• _Document excerpt_
***

The advisory committee’s work is now pivoting to looking at possible solutions to those problems such as reducing or even eliminating minimum lot size rules. Efforts will also include setting guidelines that move the city away from the one-size-fits-all approach to ADUs in favor of specialized rules for different neighborhoods that would allow the units to better blend in with their surroundings, Barge said.
Ultimately, the project is expected to generate a list of zoning code changes that planning staff could bring to the City Council for consideration and possible approval next year. There is one major caveat to the project. “It is not intended to expand where you can build ADUs,” Barge said.
That work is largely by neighborhood residents themselves working with council members including City Council President Jamie Torres and District 1 Councilwoman Amanda Sandoval.
At the outset of 2020, about 13% of all single-family zoned lots in the city were zoned to allow for ADU construction, according to the city planning department. Since then, Sandoval has shepherded three neighborhood-wide rezonings through the council approval process in her far northwestern corner of the city. Those three neighborhoods, Chaffee Park, Sloan Lake and Regis, combined to make 3,825 more properties eligible for ADUs without going through a costly and time-consuming rezoning application process that requires City Council approval.
This fall, Sandoval plans to bring forward a blanket rezoning of the West Highland neighborhood. In the likely event that passes, 25% of all single-family zoned properties in the city would have ADU zoning. The Barnum, Barnum West, Villa Park and East Colfax neighborhoods have all been approved for blanket rezoning in the last eight months.
“The ability to age in place and have another source of income for people who have lived in their house for a long time and take the equity and use it and still be able to live in Denver is really important for me,” Sandoval said of her ADU work.
The councilwoman knows the neighborhood-by-neighborhood approach is the slow route. She has been approached about leading a citywide rezoning. But she feels she was elected to represent her district first and foremost. Once the planning department’s project is done and the city (potentially) has new rules around setbacks from property lines and other finer points around future ADUs, then the timing might be right for a bigger step.
“I think that’s an important discussion before we talk about citywide rezoning,” Sandoval said. “Let’s look at the rules we have on the books and modify those.”
Sandoval has ideas about ways to bring down the costs for construction and hopefully spur more ADU development. For one, she wonders why standalone ADUs require their own water tap and utility hookup when, as the name suggests, they are accessories to the existing home.
Many other cities and, in the case of perpetually housing-strapped California, entire states have taken steps in recent years to ease burdens and encourage more ADU development in hopes of providing more housing options to their residents.
Through his Portland, Oregon-based company, Accessory Dwelling Strategies, Kol Peterson has emerged as a national expert on accessory dwelling units and consults with local governments on their regulations and codes. The Denver planning department has already worked with him as part of its project and Barge expects more conversations in the future.
A key thing to remember when designing ADU rules, Peterson said, is that by and large they are developed by average homeowners, not sophisticated housing developers or real estate companies. Simple, uniform rules, applied citywide is a minimum bar for encouraging their development, he said.
“Unfortunately, it’s really complicated to understand Denver’s code,” Peterson said.
In particular, there is one poison pill Peterson has identified in the code. The city has an occupancy requirement for properties with ADUs on them. That means the property owner must live on-site to have an ADU and couldn’t rent both the ADU and the main house out at the same time.

***

• _Written request A_
In the article on Denver's accessory dwelling unit rules, swap "advisory committee" for "working group" and write out the passage between "The advisory committee’s" and "surroundings, Barge said.", inclusive.
• _Written request B_
Pick up the article on Denver's accessory dwelling unit rules after its final sentence and keep writing.

• _Supplied information_

***

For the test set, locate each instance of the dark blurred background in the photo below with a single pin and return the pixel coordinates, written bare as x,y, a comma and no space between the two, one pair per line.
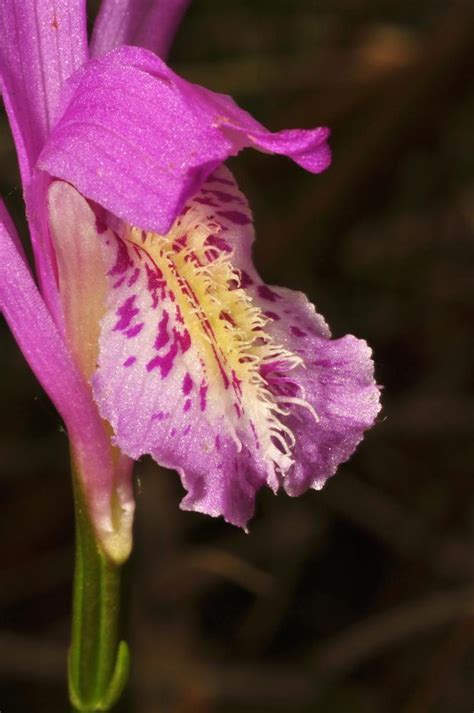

***

• _Exercise response A_
The working group’s work is now pivoting to looking at possible solutions to those problems such as reducing or even eliminating minimum lot size rules. Efforts will also include setting guidelines that move the city away from the one-size-fits-all approach to ADUs in favor of specialized rules for different neighborhoods that would allow the units to better blend in with their surroundings, Barge said.

• _Exercise response B_
“What other form of housing does Denver require owner occupancy of?” Peterson said. “You’re giving up rights and freedoms to have an ADU.”
That regulation can make banks more hesitant to finance ADU construction. In the event of a foreclosure, the lender may end up possessing something it can’t legally own under the city code, Peterson pointed out.
Housing industry professionals in Denver are also critical of the city’s approach to ADUs thus far.
Jeff Handling is the president of Oread Capital & Development, the development firm that is planning to bring a mixed-use project with more than 2,300 homes to a 150-acre plot of former farmland in Westminster. He is also an adjunct professor at the University of Denver’s business school.
“I think anything Denver can do to expand housing choice is a step in the right direction,” Handling said. “Accessory dwelling units are a very, very limited tool that favors wealthy homeowners over everybody else. You have to be an owner of a home to put in an ADU and you have to have enough money, frankly, to finance or pay for a multi-hundred thousand-dollar unit on the land.”
One way Handling thinks Denver could make ADUs more impactful is to make them severable from the main property so they could be sold separately, creating more options and flexibility in the market.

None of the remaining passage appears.